* BEGIN DATASET ROWS *
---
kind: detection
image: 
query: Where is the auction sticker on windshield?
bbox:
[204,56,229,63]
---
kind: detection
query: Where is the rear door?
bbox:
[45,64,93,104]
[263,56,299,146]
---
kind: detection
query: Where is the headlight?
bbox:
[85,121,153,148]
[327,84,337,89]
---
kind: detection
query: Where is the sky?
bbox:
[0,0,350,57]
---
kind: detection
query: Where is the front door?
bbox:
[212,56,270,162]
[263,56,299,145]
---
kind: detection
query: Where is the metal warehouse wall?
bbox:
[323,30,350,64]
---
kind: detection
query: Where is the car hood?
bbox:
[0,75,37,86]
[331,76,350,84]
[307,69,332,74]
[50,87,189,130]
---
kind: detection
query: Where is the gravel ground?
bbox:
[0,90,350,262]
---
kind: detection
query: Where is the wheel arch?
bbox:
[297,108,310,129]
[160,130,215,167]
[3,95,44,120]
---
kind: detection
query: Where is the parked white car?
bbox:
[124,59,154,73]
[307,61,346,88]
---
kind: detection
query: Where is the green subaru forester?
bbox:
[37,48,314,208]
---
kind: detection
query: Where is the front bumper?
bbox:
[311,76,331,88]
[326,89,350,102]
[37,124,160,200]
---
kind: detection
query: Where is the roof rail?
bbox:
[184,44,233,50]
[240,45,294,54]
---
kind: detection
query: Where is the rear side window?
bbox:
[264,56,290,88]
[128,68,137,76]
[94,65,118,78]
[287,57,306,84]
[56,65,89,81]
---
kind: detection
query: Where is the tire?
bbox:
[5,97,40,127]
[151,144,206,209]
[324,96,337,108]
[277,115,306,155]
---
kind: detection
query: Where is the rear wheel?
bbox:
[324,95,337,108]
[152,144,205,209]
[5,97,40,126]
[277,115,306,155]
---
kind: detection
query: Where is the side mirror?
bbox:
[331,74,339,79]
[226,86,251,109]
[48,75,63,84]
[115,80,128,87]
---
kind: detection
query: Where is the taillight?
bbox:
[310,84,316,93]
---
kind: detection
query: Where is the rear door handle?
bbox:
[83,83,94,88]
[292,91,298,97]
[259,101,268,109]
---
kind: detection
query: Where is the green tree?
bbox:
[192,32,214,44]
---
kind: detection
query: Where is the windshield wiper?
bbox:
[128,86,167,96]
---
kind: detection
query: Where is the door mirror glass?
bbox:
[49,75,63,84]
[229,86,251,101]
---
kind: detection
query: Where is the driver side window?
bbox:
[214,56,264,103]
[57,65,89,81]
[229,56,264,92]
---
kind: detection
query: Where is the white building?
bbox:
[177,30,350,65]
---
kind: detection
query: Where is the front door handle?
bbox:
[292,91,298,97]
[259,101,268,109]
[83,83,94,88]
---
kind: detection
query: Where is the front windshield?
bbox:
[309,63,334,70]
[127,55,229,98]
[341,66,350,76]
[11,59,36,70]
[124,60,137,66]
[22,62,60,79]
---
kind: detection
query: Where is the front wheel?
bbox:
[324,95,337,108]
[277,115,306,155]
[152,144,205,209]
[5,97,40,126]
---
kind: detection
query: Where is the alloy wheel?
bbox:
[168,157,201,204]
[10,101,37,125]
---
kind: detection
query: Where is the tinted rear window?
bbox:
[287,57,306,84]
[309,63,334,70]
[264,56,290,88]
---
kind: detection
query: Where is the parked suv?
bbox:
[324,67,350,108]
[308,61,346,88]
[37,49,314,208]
* END DATASET ROWS *
> [WHAT IS ASKED]: Rewrite all of the records above, swapping "headlight" for "headlamp" and leaving everything else unchanged.

> [RIGHT ANSWER]:
---
kind: detection
image: 
query: Where is the auction sticker on windshield?
bbox:
[204,56,229,63]
---
kind: detection
query: Where is the rear door?
bbox:
[45,64,93,104]
[263,56,299,146]
---
kind: detection
query: Where is the headlamp?
bbox:
[85,121,153,148]
[327,84,337,89]
---
kind: detection
query: Where is the sky?
bbox:
[0,0,350,57]
---
kind: detection
query: Where is the front door?
bbox:
[212,56,270,162]
[263,56,299,145]
---
kind: detection
query: Where is the metal warehouse wall?
bbox:
[323,30,350,64]
---
kind: detection
query: Where is the car hood?
bbox:
[0,75,37,86]
[331,76,350,84]
[307,69,332,74]
[50,87,189,130]
---
kind: detection
query: Where is the gravel ground?
bbox:
[0,90,350,262]
---
kind: detection
query: Where is the wheel arch?
bbox:
[297,108,310,129]
[160,130,215,167]
[3,95,44,120]
---
kind: detection
query: Where is the parked white car?
bbox:
[124,59,154,73]
[307,61,346,88]
---
kind: detection
query: Where is the green subaru forester?
bbox:
[37,48,314,208]
---
kind: detection
query: Where is the front bumper?
bbox:
[311,76,331,88]
[326,89,350,102]
[37,124,160,200]
---
kind: detection
query: Where is the roof rail?
bbox:
[184,44,233,50]
[240,45,294,54]
---
kind: detection
query: Where is the rear side window?
bbox:
[264,56,290,88]
[128,68,137,76]
[94,65,118,78]
[287,57,306,84]
[56,65,89,81]
---
kind: detection
query: Where is the tire?
bbox:
[5,97,40,127]
[151,144,206,209]
[324,96,337,108]
[277,115,306,155]
---
kind: detection
query: Where is the rear wheel?
bbox:
[324,95,337,108]
[152,144,205,209]
[5,97,40,126]
[277,115,306,155]
---
kind: detection
query: Where is the side mirror?
bbox:
[331,74,339,79]
[226,86,251,109]
[48,75,63,84]
[115,80,128,87]
---
kind: detection
query: Where is the taillight?
bbox:
[310,84,316,93]
---
kind: detection
query: Where is the rear door handle?
bbox:
[83,83,94,88]
[292,91,298,97]
[259,101,268,109]
---
kind: detection
query: Where is the green tree?
bbox:
[192,32,214,44]
---
kind: detection
query: Where is the windshield wiper?
bbox:
[128,86,167,96]
---
kind: detection
query: Where is the door mirror glass?
bbox:
[49,75,63,84]
[229,86,251,101]
---
kind: detection
query: Where is the driver side window?
bbox:
[214,56,264,103]
[57,65,89,81]
[229,56,264,92]
---
kind: detection
query: Where is the white building?
bbox:
[177,30,350,65]
---
kind: detection
query: Where is the front door handle?
bbox:
[292,91,298,97]
[259,101,268,109]
[83,83,94,88]
---
kind: detection
query: Where is the front windshield?
bbox:
[309,63,334,70]
[127,55,229,98]
[341,66,350,76]
[11,59,36,70]
[124,60,137,66]
[22,62,60,79]
---
kind: detection
query: Where is the front wheel?
bbox:
[324,95,337,108]
[277,115,306,155]
[152,144,205,209]
[5,97,40,126]
---
kind: detection
query: Where is the alloy wheel?
bbox:
[168,157,201,204]
[10,101,37,125]
---
kind: detection
query: Where is the tinted rear window?
bbox:
[287,57,306,84]
[309,63,334,70]
[264,56,290,88]
---
kind: detection
query: Where is the parked suv?
bbox:
[324,67,350,108]
[308,61,346,88]
[37,49,314,208]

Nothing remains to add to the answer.